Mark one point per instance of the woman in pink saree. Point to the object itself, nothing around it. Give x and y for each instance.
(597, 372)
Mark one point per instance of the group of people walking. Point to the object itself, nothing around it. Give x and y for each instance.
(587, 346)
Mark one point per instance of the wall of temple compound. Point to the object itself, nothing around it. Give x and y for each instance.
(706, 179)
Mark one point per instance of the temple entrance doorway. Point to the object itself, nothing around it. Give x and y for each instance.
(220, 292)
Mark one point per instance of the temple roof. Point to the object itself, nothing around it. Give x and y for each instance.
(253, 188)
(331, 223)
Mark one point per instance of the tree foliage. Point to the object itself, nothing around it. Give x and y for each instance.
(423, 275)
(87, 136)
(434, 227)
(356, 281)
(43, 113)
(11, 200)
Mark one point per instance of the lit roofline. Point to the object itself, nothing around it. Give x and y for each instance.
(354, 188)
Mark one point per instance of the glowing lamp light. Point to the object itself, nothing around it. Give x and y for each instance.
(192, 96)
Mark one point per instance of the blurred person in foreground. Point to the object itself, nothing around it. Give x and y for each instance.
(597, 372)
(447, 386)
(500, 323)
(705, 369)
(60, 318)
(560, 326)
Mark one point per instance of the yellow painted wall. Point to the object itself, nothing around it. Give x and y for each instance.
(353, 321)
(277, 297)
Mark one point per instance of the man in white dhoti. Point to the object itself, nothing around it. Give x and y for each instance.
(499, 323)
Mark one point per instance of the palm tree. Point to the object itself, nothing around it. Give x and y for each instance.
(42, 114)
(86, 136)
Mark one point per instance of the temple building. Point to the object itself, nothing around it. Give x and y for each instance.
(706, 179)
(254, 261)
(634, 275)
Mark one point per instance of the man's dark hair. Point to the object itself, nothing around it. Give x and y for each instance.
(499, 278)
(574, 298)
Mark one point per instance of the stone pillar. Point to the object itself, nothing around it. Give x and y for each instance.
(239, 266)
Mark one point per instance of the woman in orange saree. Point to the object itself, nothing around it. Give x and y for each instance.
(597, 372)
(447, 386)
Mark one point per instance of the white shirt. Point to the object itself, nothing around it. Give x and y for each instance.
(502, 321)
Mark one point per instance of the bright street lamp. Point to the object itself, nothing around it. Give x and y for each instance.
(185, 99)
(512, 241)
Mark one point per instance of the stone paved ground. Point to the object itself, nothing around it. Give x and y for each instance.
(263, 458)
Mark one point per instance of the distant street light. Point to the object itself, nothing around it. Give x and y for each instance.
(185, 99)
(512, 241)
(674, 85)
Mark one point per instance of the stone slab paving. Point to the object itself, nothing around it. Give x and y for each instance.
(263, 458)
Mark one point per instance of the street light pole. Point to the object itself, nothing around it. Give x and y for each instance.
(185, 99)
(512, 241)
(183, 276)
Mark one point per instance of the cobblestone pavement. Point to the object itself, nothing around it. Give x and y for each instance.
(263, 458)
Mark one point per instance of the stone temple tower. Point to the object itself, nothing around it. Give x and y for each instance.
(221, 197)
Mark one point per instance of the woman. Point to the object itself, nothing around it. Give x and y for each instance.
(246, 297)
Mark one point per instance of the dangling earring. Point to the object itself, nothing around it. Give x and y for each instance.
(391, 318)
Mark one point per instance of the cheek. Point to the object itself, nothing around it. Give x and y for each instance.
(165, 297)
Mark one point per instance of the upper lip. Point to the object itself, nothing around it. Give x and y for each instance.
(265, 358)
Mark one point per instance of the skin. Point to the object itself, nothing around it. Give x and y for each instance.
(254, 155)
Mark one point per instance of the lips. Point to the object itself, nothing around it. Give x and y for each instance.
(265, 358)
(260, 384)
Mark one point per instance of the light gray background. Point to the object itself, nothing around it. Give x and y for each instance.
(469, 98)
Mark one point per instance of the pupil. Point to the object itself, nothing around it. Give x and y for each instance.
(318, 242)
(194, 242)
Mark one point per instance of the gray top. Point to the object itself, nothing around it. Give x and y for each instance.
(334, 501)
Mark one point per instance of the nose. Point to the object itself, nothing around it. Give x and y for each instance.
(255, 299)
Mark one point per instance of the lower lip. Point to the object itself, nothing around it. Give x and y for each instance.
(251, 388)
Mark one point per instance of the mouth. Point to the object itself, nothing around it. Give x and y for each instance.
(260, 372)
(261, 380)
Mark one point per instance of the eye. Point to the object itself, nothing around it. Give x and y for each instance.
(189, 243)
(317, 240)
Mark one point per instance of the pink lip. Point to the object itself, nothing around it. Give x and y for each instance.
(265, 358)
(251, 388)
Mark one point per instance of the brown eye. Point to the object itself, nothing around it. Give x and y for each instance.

#### [THE REQUEST]
Rewrite the items above as a Markdown table with two columns, Row and Line, giving each nonblank line its own numbered row.

#### [RESPONSE FOR THIS EXERCISE]
| Row | Line |
|---|---|
| 1 | Mark one point per instance of the woman in pink saree. Point to the object itself, nothing around it. Give x and y for each instance. |
| 2 | (597, 372) |
| 3 | Mark one point per instance of the group of people walking. Point to the object itself, nothing around it. Give x and y for each instance. |
| 4 | (587, 346) |
| 5 | Mark one point per instance of the wall of temple compound. Point to the object itself, nothing around it. Give x and y for each instance. |
| 6 | (706, 179) |
| 7 | Mark one point per instance of the temple entrance doorway. Point to the object itself, nothing around it. Give x and y for each instance. |
| 8 | (220, 292) |
| 9 | Mark one point per instance of the temple roof. Point to the object itself, nothing around it. Give x and y for each instance. |
| 10 | (253, 188) |
| 11 | (331, 223) |
| 12 | Mark one point per instance of the tree foliage. Point to the object itself, nothing around it. Give x and y for each instance. |
| 13 | (423, 275) |
| 14 | (87, 136) |
| 15 | (434, 227) |
| 16 | (356, 281) |
| 17 | (43, 113) |
| 18 | (11, 200) |
| 19 | Mark one point per instance of the lit roofline. Point to the object itself, nothing around it. Give x and y for each instance. |
| 20 | (354, 188) |
| 21 | Mark one point per instance of the glowing lamp light. Point to the object itself, nothing around it. Give x and y for each instance. |
| 22 | (192, 96) |
| 23 | Mark one point per instance of the blurred person in foreground. Point to the object itself, nothing around it. Give x and y for each instance. |
| 24 | (597, 372) |
| 25 | (447, 386) |
| 26 | (500, 323) |
| 27 | (705, 369) |
| 28 | (60, 318) |
| 29 | (560, 326) |
| 30 | Mark one point per instance of the yellow painted wall. Point to the object itself, nothing around it. Give x and y for each instance. |
| 31 | (353, 321) |
| 32 | (277, 297) |
| 33 | Mark one point per instance of the man in white dhoti. Point to the object itself, nothing around it. Give x and y for each instance. |
| 34 | (499, 323) |
| 35 | Mark one point per instance of the palm tree. Point to the object itself, nothing around it. Give x and y for each instance. |
| 36 | (42, 114) |
| 37 | (86, 136) |
| 38 | Mark one point per instance of the temple building. Point to the object itself, nothing around it. Give x and y for each instance. |
| 39 | (706, 179) |
| 40 | (254, 261) |
| 41 | (634, 275) |
| 42 | Mark one point per instance of the man's dark hair. Point to the object itself, nothing around it. Give x and y for each instance. |
| 43 | (499, 278) |
| 44 | (574, 298) |
| 45 | Mark one point per instance of the stone pillar. Point to the object itself, nothing around it. Give x and y for each instance. |
| 46 | (239, 266) |
| 47 | Mark one point per instance of the woman in orange saree. Point to the object itself, nothing around it. Give x and y for each instance. |
| 48 | (597, 372) |
| 49 | (447, 386) |
| 50 | Mark one point per instance of the white shirt. Point to the object itself, nothing around it. Give x and y for each instance. |
| 51 | (502, 321) |
| 52 | Mark one point per instance of the bright street lamp. Point to the object itself, nothing around it. Give x and y for each instance. |
| 53 | (185, 99) |
| 54 | (512, 241) |
| 55 | Mark one point per instance of the stone paved ground. Point to the object itself, nothing around it. Give x and y for each instance. |
| 56 | (263, 458) |
| 57 | Mark one point per instance of the distant street light. Point to the object itself, nothing around it. Give x and y for each instance. |
| 58 | (185, 99) |
| 59 | (512, 241) |
| 60 | (674, 85) |
| 61 | Mark one point per instance of the stone slab paving. Point to the object itself, nothing around it. Give x and y for each instance. |
| 62 | (263, 458) |
| 63 | Mark one point per instance of the street light pole. Point to the object itself, nothing around it. Give x and y for each instance. |
| 64 | (185, 99) |
| 65 | (512, 241) |
| 66 | (183, 276) |
| 67 | Mark one point per instance of the cobblestone pavement. Point to the object itself, nothing around it. Give x and y for each instance. |
| 68 | (263, 458) |
| 69 | Mark one point per instance of the stone temple tower. Point to the object itself, nothing around it. Give x and y for each instance. |
| 70 | (221, 197) |
| 71 | Mark one point per instance of the woman. Point to the object itself, nothing around it. Give x and y for each instance. |
| 72 | (246, 297) |
| 73 | Mark one point per instance of the dangling earring. Point to the object itself, nothing around it. Give x and y for each instance. |
| 74 | (391, 318) |
| 75 | Mark one point per instance of the cheek. Point to the object itself, nothing around it. Give x and y for each instance. |
| 76 | (165, 297) |
| 77 | Mark one point per instance of the upper lip. Point to the object itself, nothing around it. Give x and y for each instance. |
| 78 | (265, 358) |
| 79 | Mark one point per instance of the skin. Point to the object itself, nothing around it. Give x and y for each instance. |
| 80 | (254, 155) |
| 81 | Mark one point per instance of the lips. Point to the object itself, nothing around it. Give x and y for each instance. |
| 82 | (265, 358) |
| 83 | (260, 384) |
| 84 | Mark one point per instance of the light gray background. Point to the object itself, nothing around it. Give x and y for each instance. |
| 85 | (469, 98) |
| 86 | Mark one point per instance of the pupil. Point to the object itself, nothing around it. Give x and y for each instance. |
| 87 | (318, 242) |
| 88 | (194, 242) |
| 89 | Mark one point per instance of the gray top. Point to the object itself, nothing around it. Give x and y for each instance. |
| 90 | (334, 501) |
| 91 | Mark one point per instance of the nose. Point to the object itself, nothing around it. Give x and y for each instance. |
| 92 | (255, 299) |
| 93 | Mark one point per instance of the lower lip. Point to the object itself, nothing around it. Give x and y for each instance. |
| 94 | (251, 388) |
| 95 | Mark one point per instance of the mouth. Point to the object itself, nothing around it. Give x and y for each instance. |
| 96 | (260, 372) |
| 97 | (261, 380) |
| 98 | Mark one point per instance of the eye. Point to the object itself, nothing around it. Give x and y for each instance. |
| 99 | (189, 243) |
| 100 | (317, 240) |
| 101 | Mark one point per instance of the pink lip. Point to the object itself, nothing around it. Give x and y for each instance. |
| 102 | (265, 358) |
| 103 | (251, 388) |
| 104 | Mark one point per instance of the brown eye. Point to the object itself, nothing around it. Give x and y for each instance. |